» **Dataset entries**
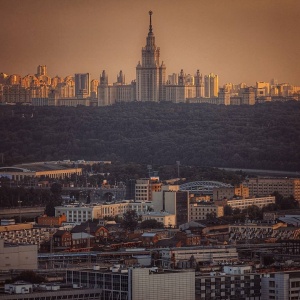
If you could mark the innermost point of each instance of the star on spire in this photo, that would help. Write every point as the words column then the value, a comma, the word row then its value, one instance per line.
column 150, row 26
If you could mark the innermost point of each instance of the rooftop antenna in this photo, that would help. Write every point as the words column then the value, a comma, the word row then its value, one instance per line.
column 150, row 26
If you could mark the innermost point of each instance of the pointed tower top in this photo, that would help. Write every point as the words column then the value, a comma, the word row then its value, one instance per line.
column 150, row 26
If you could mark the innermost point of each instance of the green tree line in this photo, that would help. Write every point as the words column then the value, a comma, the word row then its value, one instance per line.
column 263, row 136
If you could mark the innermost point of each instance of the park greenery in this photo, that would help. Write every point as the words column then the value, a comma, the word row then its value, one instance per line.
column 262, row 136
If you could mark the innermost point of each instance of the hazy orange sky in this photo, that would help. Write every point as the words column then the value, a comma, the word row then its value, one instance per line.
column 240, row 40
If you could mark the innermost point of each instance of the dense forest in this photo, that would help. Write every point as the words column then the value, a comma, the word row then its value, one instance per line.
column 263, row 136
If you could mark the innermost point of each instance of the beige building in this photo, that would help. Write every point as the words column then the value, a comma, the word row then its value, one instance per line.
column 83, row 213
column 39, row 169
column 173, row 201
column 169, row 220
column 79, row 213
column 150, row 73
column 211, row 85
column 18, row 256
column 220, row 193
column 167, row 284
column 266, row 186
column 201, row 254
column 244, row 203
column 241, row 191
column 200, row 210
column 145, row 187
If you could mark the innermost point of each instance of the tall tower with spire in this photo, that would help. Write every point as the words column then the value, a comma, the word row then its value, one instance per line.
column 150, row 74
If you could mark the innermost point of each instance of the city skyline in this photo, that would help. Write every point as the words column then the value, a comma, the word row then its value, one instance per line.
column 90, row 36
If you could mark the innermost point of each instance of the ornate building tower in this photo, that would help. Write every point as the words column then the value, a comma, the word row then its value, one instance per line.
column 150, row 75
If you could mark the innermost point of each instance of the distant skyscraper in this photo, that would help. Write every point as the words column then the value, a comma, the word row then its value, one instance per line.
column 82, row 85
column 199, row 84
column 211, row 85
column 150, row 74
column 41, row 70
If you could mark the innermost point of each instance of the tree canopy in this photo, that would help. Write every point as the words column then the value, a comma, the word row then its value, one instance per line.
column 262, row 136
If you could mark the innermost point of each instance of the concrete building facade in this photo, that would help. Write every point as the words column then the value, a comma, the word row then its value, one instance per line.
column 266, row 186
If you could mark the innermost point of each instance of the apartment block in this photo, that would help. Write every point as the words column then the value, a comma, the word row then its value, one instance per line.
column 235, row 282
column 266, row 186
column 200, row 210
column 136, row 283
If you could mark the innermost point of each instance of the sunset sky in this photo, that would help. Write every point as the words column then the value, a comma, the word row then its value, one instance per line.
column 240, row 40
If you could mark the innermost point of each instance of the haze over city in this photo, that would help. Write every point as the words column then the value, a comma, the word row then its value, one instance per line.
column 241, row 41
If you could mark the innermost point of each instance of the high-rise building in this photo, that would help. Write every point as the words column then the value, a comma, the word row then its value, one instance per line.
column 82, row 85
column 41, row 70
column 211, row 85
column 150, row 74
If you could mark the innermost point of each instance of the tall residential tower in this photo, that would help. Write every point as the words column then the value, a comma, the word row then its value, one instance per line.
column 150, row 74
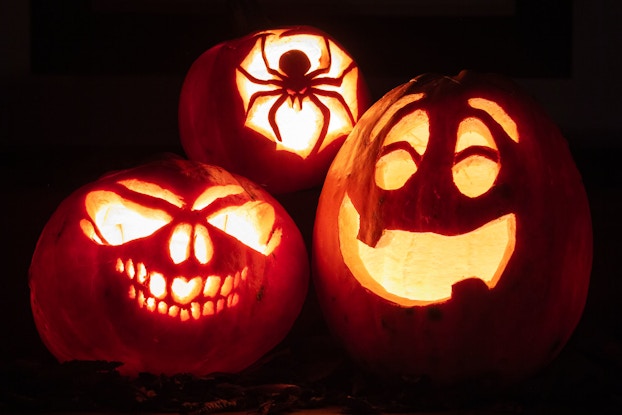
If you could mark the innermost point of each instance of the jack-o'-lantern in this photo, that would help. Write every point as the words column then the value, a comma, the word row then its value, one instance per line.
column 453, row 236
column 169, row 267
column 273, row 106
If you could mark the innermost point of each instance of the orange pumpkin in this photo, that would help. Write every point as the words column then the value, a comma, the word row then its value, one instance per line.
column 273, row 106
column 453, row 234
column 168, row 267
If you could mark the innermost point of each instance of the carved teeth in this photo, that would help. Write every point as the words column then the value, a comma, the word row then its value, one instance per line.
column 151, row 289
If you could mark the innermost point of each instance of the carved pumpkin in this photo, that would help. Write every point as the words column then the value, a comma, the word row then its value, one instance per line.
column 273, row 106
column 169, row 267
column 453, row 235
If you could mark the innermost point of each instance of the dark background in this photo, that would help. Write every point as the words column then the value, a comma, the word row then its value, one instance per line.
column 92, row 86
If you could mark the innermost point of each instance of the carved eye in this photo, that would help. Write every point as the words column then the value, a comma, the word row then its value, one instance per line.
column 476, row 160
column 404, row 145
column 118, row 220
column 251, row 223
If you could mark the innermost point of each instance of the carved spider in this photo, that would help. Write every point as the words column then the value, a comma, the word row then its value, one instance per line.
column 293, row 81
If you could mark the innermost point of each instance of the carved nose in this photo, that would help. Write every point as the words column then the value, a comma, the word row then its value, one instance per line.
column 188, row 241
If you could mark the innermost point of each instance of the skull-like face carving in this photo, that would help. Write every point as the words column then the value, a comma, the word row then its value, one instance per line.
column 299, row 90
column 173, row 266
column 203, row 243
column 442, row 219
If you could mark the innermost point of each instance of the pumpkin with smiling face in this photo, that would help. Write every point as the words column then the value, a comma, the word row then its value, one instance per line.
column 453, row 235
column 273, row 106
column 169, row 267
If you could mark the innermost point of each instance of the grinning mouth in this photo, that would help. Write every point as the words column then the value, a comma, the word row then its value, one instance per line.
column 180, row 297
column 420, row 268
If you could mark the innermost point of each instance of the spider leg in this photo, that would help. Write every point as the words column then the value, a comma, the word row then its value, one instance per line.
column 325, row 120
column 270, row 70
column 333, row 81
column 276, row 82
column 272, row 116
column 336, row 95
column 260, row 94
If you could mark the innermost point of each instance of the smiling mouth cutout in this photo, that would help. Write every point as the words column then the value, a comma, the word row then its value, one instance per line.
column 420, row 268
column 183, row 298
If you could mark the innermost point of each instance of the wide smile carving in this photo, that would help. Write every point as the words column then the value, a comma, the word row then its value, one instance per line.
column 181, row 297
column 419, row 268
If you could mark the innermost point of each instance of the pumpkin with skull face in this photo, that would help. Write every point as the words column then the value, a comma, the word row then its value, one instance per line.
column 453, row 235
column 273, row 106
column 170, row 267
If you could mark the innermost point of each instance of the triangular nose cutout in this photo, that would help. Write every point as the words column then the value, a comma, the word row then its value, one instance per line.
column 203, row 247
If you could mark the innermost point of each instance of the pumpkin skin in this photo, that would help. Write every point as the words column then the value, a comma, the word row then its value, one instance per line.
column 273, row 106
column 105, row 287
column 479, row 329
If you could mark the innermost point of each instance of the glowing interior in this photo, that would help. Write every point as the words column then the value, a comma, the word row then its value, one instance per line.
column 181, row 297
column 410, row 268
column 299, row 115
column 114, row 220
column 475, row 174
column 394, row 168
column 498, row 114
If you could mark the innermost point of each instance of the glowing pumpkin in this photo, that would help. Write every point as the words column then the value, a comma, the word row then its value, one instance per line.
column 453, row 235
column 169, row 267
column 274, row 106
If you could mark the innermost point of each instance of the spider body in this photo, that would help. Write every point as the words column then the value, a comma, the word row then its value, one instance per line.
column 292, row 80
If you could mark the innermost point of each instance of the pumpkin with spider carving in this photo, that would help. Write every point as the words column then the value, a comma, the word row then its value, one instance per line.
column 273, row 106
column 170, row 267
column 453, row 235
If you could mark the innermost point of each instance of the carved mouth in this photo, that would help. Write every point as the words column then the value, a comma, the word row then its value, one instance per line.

» **The task**
Please repeat the records above exactly, leaving every picture out.

» **Result**
If you could mark the innermost point of each instance of the star on spire in this photo, that would help. Write every point as the words column then the value, a comma, the word row then its value, one instance per line.
column 150, row 26
If you could mark the innermost point of each instance of the rooftop antenna in this photo, that would help. Write every point as the words column then the value, a comma, the word row then its value, one instance per line.
column 150, row 26
If you could mark the innermost point of each instance of the pointed tower top in this photo, that would help. Write every point as the words column then the value, a comma, the word row then its value, one instance per line.
column 150, row 26
If you could mark the innermost point of each instance of the green tree line in this photo, that would help. Write every point as the words column then the value, a comma, the word row then its value, one instance per line.
column 263, row 136
If you could mark the innermost point of each instance of the park greenery in this photo, that would help. Write every point as the words column then the value, a comma, the word row then its value, one instance per line.
column 262, row 136
If you could mark the innermost point of each instance of the hazy orange sky in this photo, that would help. Write every point as the words column then the value, a comma, the word row then its value, one instance per line.
column 240, row 40
If you could mark the innermost point of each instance of the dense forest in this photo, that would help. Write every point as the words column then the value, a comma, the word row then its value, one instance per line.
column 263, row 136
If you could mark the innermost point of each instance of the beige building in this photo, that would help. Write every point as the words column then the value, a comma, the word row then its value, one instance per line.
column 83, row 213
column 39, row 169
column 173, row 201
column 169, row 220
column 79, row 213
column 150, row 73
column 211, row 85
column 18, row 256
column 220, row 193
column 167, row 284
column 266, row 186
column 201, row 254
column 244, row 203
column 241, row 191
column 200, row 210
column 145, row 187
If you could mark the innermost point of each instance of the tall tower with spire in this photo, that would help. Write every point as the words column then the value, a comma, the word row then its value, one instance per line.
column 150, row 74
If you could mark the innermost point of each instance of the city skyline in this photo, that would help. Write every point as the words column then the value, a comma, the word row then its value, one instance per line.
column 90, row 36
If you could mark the innermost point of each instance of the ornate building tower in this photo, that would help. Write every point as the words column then the value, a comma, the word row then its value, one instance per line.
column 150, row 75
If you could mark the innermost point of each instance of the distant skyscraper in this photo, that would help. Write every point as the words column then the value, a comma, the word row then its value, one instance per line.
column 82, row 85
column 199, row 84
column 211, row 85
column 150, row 74
column 41, row 70
If you could mark the innermost point of each instance of the tree canopy in this photo, that would help. Write every point as the words column then the value, a comma, the word row then its value, one instance per line.
column 262, row 136
If you could mark the innermost point of each instance of the concrete building facade in this photo, that would help. Write every point as the words column then the value, a comma, the word row then its value, one instance per line.
column 266, row 186
If you could mark the innermost point of each instance of the apartment block in this photo, that would help. Write every point as the words column then the value, a comma, the word row then its value, one instance per line.
column 235, row 282
column 266, row 186
column 200, row 210
column 136, row 283
If you could mark the innermost point of each instance of the sunset sky in this photo, that would help. Write every point as the words column then the value, a comma, the word row then its value, one instance per line.
column 240, row 40
If you could mark the innermost point of each instance of the haze over city in this photo, that would help. Write every point as the words column then the value, a comma, the word row then its value, one instance per line.
column 241, row 41
If you could mark the innermost point of each instance of the high-rise building in this photo, that would help. Write every point as the words column then the value, a comma, the word row then its value, one instance per line.
column 82, row 85
column 41, row 70
column 211, row 85
column 150, row 74
If you could mark the innermost point of each instance of the tall residential tower in this photo, that would help. Write every point as the words column then the value, a comma, the word row then its value, one instance per line.
column 150, row 74
If you could mark the innermost point of each instance of the jack-o'-lantern in this photo, that would help. Write every point as the words column then the value, a comma, the word row then its value, one instance per line.
column 453, row 236
column 169, row 267
column 273, row 106
If you could mark the innermost point of each instance of the orange pumpkin in this photo, that would help. Write every point as the words column then the value, a comma, the word row then its value, one instance per line.
column 273, row 106
column 453, row 234
column 168, row 267
If you could mark the innermost point of each instance of the carved teeth in this photo, that would help. Write every point as the words column then the value, a comma, the word row then its value, one instance per line.
column 151, row 289
If you could mark the innermost point of each instance of the carved pumpkin in this photo, that would help. Write every point as the words column then the value, a comma, the word row then its value, one instance per line.
column 273, row 106
column 169, row 267
column 453, row 235
If you could mark the innermost point of each instance of the dark background in this photo, that would help. Write every point as the words column then the value, a comma, the word row then its value, one instance per line.
column 92, row 86
If you could mark the innermost point of each instance of the carved eye in this photo, that would help. Write every point as the words column then the value, a comma, the word row then its value, one instance per line.
column 476, row 160
column 404, row 145
column 118, row 220
column 251, row 223
If you could mark the innermost point of each instance of the carved spider in this photo, that would help. Write every point as the words column then the value, a comma, the word row then its value, one instance per line.
column 293, row 81
If you could mark the innermost point of each instance of the carved nose in this photo, that would help. Write every point as the words column then the value, a comma, the word row then its value, one instance per line.
column 188, row 241
If you could mark the innermost point of each instance of the skull-like face carving in this photo, that would help. Write every point as the words column then the value, a comma, the word row then its value, one instance per line.
column 299, row 90
column 173, row 266
column 203, row 243
column 442, row 219
If you could mark the innermost point of each instance of the pumpkin with smiling face in this photo, that would help. Write every point as the words column then the value, a comma, the word row then its value, one instance per line.
column 453, row 235
column 273, row 106
column 169, row 267
If you could mark the innermost point of each instance of the grinning mouth in this photo, that would help. Write every point as the words column then the value, a comma, the word row then its value, one instance per line.
column 180, row 297
column 420, row 268
If you could mark the innermost point of each instance of the spider leg in this photo, that would help. Write every point as the words column then the value, a comma, the word row then its value, one instance per line.
column 325, row 120
column 270, row 70
column 333, row 81
column 276, row 82
column 272, row 116
column 336, row 95
column 260, row 94
If you could mark the innermost point of each instance of the smiling mouth cutout in this photo, that would help. Write every point as the words column then the value, a comma, the word row then its value, one instance per line.
column 420, row 268
column 183, row 298
If you could mark the innermost point of each instance of the wide smile carving in this photo, that would help. Write every point as the words column then the value, a comma, the word row then its value, one instance per line.
column 181, row 297
column 419, row 268
If you could mark the innermost point of each instance of the pumpkin with skull face in this photo, that would help. Write every point as the words column then the value, a comma, the word row then its value, one instance per line.
column 453, row 235
column 273, row 106
column 170, row 267
If you could mark the innermost point of each instance of the triangular nose cutout in this photo, that would help. Write every point as the words column then the value, a comma, the word row then its value, one instance per line.
column 203, row 247
If you could mark the innermost point of each instance of the pumpkin skin in this photo, that would help. Write every point as the words column then the value, a comma, the word row then its value, one instance per line.
column 273, row 106
column 105, row 287
column 479, row 329
If you could mark the innermost point of each instance of the glowing interior in this photo, that would help. Write every point as the words column then the value, a comma, the word row then its value, one instance per line.
column 181, row 297
column 410, row 268
column 299, row 115
column 114, row 220
column 475, row 174
column 394, row 168
column 498, row 114
If you could mark the innermost point of each instance of the glowing pumpkin in this photo, that would help. Write every point as the words column then the value, a comma, the word row then its value, one instance per line.
column 453, row 235
column 169, row 267
column 274, row 106
If you could mark the innermost point of each instance of the spider body in this photo, that would help. Write every point as the words column then the value, a comma, the word row then its value, one instance per line.
column 292, row 80
If you could mark the innermost point of each instance of the pumpkin with spider carving in this photo, that would help. Write every point as the words column then the value, a comma, the word row then its value, one instance per line.
column 273, row 106
column 170, row 267
column 453, row 235
If you could mark the innermost point of each instance of the carved mouth in this photo, that would help. Write every point as the words column then the value, a comma, the word row then its value, one instance per line.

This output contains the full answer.